SUPPLIED DATA section start

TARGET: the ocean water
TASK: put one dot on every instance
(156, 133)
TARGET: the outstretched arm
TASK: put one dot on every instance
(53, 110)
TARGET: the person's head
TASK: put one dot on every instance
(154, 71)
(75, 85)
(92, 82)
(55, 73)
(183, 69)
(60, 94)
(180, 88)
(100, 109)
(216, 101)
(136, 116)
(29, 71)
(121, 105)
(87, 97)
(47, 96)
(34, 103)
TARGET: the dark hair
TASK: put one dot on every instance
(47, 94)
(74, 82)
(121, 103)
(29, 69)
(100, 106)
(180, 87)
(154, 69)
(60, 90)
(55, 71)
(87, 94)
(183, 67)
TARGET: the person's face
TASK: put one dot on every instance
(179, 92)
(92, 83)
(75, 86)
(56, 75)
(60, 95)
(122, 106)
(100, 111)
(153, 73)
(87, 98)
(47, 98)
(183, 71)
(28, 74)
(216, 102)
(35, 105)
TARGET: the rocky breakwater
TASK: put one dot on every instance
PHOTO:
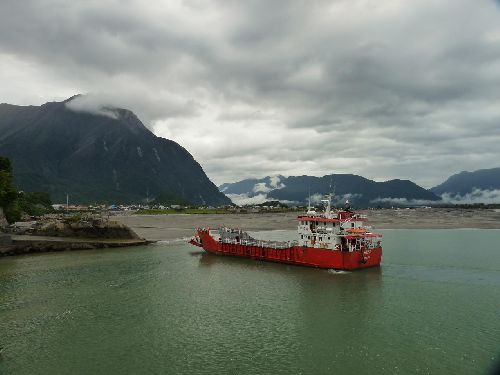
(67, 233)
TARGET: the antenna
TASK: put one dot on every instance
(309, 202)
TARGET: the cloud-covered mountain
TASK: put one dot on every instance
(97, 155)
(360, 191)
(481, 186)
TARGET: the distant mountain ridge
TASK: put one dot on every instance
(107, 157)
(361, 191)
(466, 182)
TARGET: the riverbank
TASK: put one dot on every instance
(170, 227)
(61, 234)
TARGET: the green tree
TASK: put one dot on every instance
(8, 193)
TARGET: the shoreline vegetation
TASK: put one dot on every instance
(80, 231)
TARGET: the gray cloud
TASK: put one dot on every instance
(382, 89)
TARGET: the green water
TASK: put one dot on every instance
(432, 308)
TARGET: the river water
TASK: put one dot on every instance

SUPPLIED DATA section end

WHAT YOU WILL DO -
All lines in the data that contain the word "green" should be copied.

EXERCISE RESPONSE -
TARGET: the green tree
TARGET: the green water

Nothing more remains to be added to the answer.